- STATED PROBLEM -
Select and copy, in full, every line of the items below that contains the string "woman".

- DATASET RECORDS -
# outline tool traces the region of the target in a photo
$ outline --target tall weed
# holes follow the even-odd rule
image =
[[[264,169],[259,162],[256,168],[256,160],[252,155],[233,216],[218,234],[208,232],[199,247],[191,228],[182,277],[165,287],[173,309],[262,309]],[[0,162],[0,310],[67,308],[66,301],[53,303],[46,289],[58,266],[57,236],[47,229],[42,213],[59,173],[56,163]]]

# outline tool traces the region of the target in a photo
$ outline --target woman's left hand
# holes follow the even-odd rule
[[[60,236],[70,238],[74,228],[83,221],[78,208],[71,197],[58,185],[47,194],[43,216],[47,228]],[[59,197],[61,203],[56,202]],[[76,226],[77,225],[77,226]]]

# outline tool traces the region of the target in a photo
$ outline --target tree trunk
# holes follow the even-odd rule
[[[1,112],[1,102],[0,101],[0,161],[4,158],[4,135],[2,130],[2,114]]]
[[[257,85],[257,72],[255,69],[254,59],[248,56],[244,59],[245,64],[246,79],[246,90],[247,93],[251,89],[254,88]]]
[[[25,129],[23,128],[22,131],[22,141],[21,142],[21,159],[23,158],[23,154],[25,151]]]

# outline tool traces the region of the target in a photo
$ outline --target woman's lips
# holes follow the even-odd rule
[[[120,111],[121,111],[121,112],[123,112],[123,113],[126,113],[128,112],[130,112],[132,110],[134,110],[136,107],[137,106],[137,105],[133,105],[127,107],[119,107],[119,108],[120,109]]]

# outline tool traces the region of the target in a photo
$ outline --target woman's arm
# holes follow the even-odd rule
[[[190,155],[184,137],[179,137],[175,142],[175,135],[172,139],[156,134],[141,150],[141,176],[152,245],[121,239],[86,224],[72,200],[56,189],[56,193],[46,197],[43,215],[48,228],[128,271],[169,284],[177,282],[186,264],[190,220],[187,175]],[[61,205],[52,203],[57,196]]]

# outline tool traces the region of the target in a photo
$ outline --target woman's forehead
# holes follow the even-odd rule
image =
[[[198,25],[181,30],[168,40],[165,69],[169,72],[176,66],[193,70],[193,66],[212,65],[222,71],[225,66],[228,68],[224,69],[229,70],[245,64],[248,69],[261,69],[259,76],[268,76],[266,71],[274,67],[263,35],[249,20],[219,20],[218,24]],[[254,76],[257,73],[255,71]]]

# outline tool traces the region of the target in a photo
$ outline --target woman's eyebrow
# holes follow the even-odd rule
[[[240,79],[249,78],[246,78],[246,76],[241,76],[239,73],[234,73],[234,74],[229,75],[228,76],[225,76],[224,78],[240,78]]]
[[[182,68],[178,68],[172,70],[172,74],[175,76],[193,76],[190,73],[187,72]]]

- SOLUTION BELOW -
$ outline --target woman's left hand
$ outline --target woman's lips
$ outline --target woman's arm
$ outline --target woman's forehead
$ outline --target woman's eyebrow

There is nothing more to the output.